■ Data:
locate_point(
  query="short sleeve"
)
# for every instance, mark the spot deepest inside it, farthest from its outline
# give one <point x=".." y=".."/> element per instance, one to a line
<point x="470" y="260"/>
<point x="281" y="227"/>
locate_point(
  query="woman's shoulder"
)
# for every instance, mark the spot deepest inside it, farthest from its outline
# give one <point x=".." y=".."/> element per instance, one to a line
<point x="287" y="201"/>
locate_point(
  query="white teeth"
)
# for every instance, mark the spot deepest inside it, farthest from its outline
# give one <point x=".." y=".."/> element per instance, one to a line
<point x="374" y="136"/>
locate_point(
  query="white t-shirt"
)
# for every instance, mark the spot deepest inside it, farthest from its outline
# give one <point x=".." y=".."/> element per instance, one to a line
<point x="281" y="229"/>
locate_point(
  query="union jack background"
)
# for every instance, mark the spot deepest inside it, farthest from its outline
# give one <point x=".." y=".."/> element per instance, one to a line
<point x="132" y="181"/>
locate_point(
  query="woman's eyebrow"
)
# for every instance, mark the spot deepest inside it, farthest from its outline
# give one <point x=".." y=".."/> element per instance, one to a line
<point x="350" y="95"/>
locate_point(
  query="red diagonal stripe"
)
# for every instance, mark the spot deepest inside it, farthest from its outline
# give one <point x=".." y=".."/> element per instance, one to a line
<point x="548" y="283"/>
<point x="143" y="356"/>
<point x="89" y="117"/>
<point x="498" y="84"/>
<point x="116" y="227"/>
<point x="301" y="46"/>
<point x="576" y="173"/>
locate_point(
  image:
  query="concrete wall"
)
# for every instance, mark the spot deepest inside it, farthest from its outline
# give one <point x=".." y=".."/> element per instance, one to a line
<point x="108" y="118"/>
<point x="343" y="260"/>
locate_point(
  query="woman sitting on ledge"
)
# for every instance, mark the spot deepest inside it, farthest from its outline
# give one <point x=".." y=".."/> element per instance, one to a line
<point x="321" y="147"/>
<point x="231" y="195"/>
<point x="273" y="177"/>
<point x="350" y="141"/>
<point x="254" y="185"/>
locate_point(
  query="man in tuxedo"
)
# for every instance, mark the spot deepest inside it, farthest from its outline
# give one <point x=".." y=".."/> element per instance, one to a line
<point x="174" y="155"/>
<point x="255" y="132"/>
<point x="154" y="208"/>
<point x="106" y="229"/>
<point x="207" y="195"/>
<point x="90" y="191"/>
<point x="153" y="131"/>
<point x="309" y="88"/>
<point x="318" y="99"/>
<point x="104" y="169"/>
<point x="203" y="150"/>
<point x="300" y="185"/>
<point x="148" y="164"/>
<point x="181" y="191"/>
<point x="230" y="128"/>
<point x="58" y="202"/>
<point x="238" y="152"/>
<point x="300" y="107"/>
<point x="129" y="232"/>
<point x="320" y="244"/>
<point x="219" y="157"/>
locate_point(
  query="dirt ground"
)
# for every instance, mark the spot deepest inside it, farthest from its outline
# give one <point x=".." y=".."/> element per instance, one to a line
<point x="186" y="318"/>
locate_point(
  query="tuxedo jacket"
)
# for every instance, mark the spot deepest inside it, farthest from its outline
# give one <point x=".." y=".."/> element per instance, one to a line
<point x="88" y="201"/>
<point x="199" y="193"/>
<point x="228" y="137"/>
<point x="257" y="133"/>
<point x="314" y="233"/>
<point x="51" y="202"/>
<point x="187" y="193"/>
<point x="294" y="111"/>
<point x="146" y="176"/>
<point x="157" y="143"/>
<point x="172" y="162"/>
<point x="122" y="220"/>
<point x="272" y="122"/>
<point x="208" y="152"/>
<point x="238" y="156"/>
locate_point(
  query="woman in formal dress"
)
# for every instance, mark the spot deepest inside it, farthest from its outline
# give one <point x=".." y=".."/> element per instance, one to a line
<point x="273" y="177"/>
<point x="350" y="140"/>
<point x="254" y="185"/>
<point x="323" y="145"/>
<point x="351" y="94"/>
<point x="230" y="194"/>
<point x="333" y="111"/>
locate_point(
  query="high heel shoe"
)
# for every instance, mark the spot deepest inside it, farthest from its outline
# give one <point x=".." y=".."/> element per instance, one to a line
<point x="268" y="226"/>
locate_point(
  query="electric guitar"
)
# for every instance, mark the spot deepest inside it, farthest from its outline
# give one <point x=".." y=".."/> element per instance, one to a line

■ What the exercise asks: Every word of the data above should be given again, exactly as it stands.

■ Answer for the task:
locate_point(
  query="short sleeve"
)
# for every instance, mark the spot deepest inside it, farthest from its outline
# give one <point x=".." y=".."/> element per instance, one to a line
<point x="470" y="260"/>
<point x="281" y="227"/>
locate_point(
  query="woman's shoulder"
)
# for every instance, mark the spot deepest inside it, farthest from its outline
# give one <point x=".." y=".."/> element per instance, one to a line
<point x="287" y="201"/>
locate_point(
  query="white teeth"
)
# for every instance, mark the spot deepest inside it, farthest from its outline
# give one <point x=".." y=".."/> element per instance, one to a line
<point x="374" y="136"/>
locate_point(
  query="white t-shirt"
)
# for every instance, mark the spot deepest inside it, farthest from its outline
# give one <point x=".." y=".."/> element per instance, one to a line
<point x="281" y="229"/>
locate_point(
  query="union jack background"
)
# for every instance, mark the spot deepest inside it, farthest from its outline
# give one <point x=".." y=".."/> element per instance, one to a line
<point x="132" y="181"/>
locate_point(
  query="woman's eyebrow"
)
# for every instance, mark the spot deepest inside it, farthest from its outline
# give one <point x=".." y=".."/> element per instance, one to a line
<point x="350" y="95"/>
locate_point(
  query="red diagonal stripe"
)
# for every instance, mark the spot deepest inside it, farthest from its outline
# give one <point x=".." y=".."/> element per instance, one to a line
<point x="548" y="283"/>
<point x="143" y="356"/>
<point x="89" y="117"/>
<point x="498" y="84"/>
<point x="116" y="227"/>
<point x="301" y="46"/>
<point x="576" y="173"/>
locate_point(
  image:
  query="concrete wall"
)
# for every instance, mark the spot deepest inside it, farthest from its outline
# give one <point x=".." y=".."/> element per instance, one to a line
<point x="108" y="118"/>
<point x="343" y="260"/>
locate_point(
  query="woman sitting on ledge"
)
# for every instance, mark the spot deepest inside it, farthest from its outline
# give one <point x=".." y=".."/> element per instance, one to a line
<point x="321" y="147"/>
<point x="231" y="195"/>
<point x="273" y="177"/>
<point x="350" y="141"/>
<point x="254" y="185"/>
locate_point(
  query="man in tuxedo"
)
# for every instance, mark the spot deepest inside it, farthest from its outline
# give one <point x=".." y=".."/> element per instance, one to a line
<point x="174" y="155"/>
<point x="255" y="132"/>
<point x="154" y="208"/>
<point x="106" y="229"/>
<point x="207" y="195"/>
<point x="90" y="191"/>
<point x="153" y="131"/>
<point x="309" y="88"/>
<point x="318" y="99"/>
<point x="104" y="169"/>
<point x="203" y="150"/>
<point x="300" y="185"/>
<point x="148" y="164"/>
<point x="181" y="191"/>
<point x="230" y="128"/>
<point x="58" y="202"/>
<point x="238" y="152"/>
<point x="300" y="107"/>
<point x="129" y="232"/>
<point x="320" y="244"/>
<point x="219" y="157"/>
locate_point(
  query="dirt ground"
)
# for every instance, mark the spot deepest inside it, farthest from its outline
# give one <point x=".." y=".."/> element per instance, one to a line
<point x="186" y="318"/>
locate_point(
  query="tuxedo jacket"
)
# for every instance, mark the spot deepest inside it, farthest from its outline
# give one <point x=".." y=".."/> element per instance, one to a line
<point x="88" y="201"/>
<point x="199" y="193"/>
<point x="228" y="137"/>
<point x="257" y="133"/>
<point x="314" y="233"/>
<point x="51" y="202"/>
<point x="187" y="193"/>
<point x="294" y="111"/>
<point x="146" y="176"/>
<point x="157" y="143"/>
<point x="172" y="162"/>
<point x="122" y="220"/>
<point x="272" y="122"/>
<point x="208" y="152"/>
<point x="238" y="156"/>
locate_point(
  query="woman in formal dress"
)
# for every instance, mark the spot deepest inside it, farthest from its outline
# give one <point x=".." y=".."/> element per instance, one to a line
<point x="273" y="177"/>
<point x="350" y="140"/>
<point x="254" y="185"/>
<point x="323" y="145"/>
<point x="351" y="94"/>
<point x="230" y="194"/>
<point x="333" y="111"/>
locate_point(
  query="high heel shoe"
)
# for every instance, mark the spot deepest inside it, farthest from its outline
# give one <point x=".." y=".."/> element per instance, one to a line
<point x="268" y="226"/>
locate_point(
  query="electric guitar"
)
# for every instance, mark the spot deepest inside it, farthest from its outline
# give one <point x=".." y=".."/> element per instance, one to a line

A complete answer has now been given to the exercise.